Notre plan de recherche présente certaines limites. Premièrement, bien que nous incluons les plus importants postes de coûts et de recettes, nous ne les couvrons pas tous. Nos calculs doivent de ce fait être appréhendés comme des estimations, basées sur les données disponibles. Deuxièmement, les investissements dans les complexes sportifs peuvent être amortis sur une plus longue période et on pourrait avancer l’argument que leur coût ne devrait pas être imputé uniquement à l’événement qui les a occasionnés. D’un autre côté, les stades construits pour les méga-événements constituent souvent des fardeaux financiers pour les hôtes après la tenue de l’événement (Alm et al., 2016), on pourrait alors avancer le contraire et affirmer que le véritable coût dépasse les coûts de construction. Troisièmement, nous considérons seulement les coûts directs et les recettes directes, conscients que les résultats pourraient être différents si on prenaient en compte les coûts indirects et les recettes indirectes. Quatrièmement et pour finir, accueillir un méga-événement peut être motivé par d’autres objectifs que ceux purement économiques, comme par exemple des objectifs politiques (Grix, 2013) ou de développement urbain (Lauermann, 2014; Trubina, 2019). Un examen économique tel que celui-là ne peut éclairer qu’une seule partie d’une analyse coût-recette plus complète.

▸ Extrait source:
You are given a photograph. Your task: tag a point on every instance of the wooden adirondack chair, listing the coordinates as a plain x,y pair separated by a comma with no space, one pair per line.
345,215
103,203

▸ Travail demandé:
(a) Traduisez en anglais cette phrase du passage sur les limites du plan de recherche : « Nos calculs doivent de ce fait être appréhendés comme des estimations, basées sur les données disponibles. »
(b) Prolongez le passage sur les limites du plan de recherche en rédigeant la suite immédiate de sa dernière phrase.
Les lignes n'entrent aucunement en jeu ici.

▸ Corrigés:
(a) Our calculations should therefore be understood as estimates based on the available data.

(b)
Analyse

Recettes

Le schéma 2 montre l’évolution longitudinale des recettes et des coûts des Jeux d’été et d’hiver et de la Coupe du Monde de Football. Les Jeux d’été de Los Angeles en 1984 ont été les premiers à dépasser le seuil des 1 milliard de USD2018 en terme de recettes, puis Nagaro en 1998 pour les Jeux d’hiver, et finalement la Coupe du Monde du Japon/Corée du Sud en 2002. Le temps qu’il a fallu pour dépasser le seuil des 2 milliards de USD2018 a été beaucoup plus court : cela s’est produit en 12 ans pour les Jeux d’été (Atlanta 1996, qui, en fait, a même dépassé les 3 milliards de USD2018 ) et en 4 ans pour les Jeux d’hiver (Salt Lake city 2002), tandis que pour la Coupe du Monde, l’édition de 2002 a franchi le seuil des 1 milliard de USD2018 et celui des 2 milliards d’un seul coup en rapportant presque 2,3 milliards de USD2018 , en comparaison avec les 0,9 milliards de la précédente édition en France en 1998.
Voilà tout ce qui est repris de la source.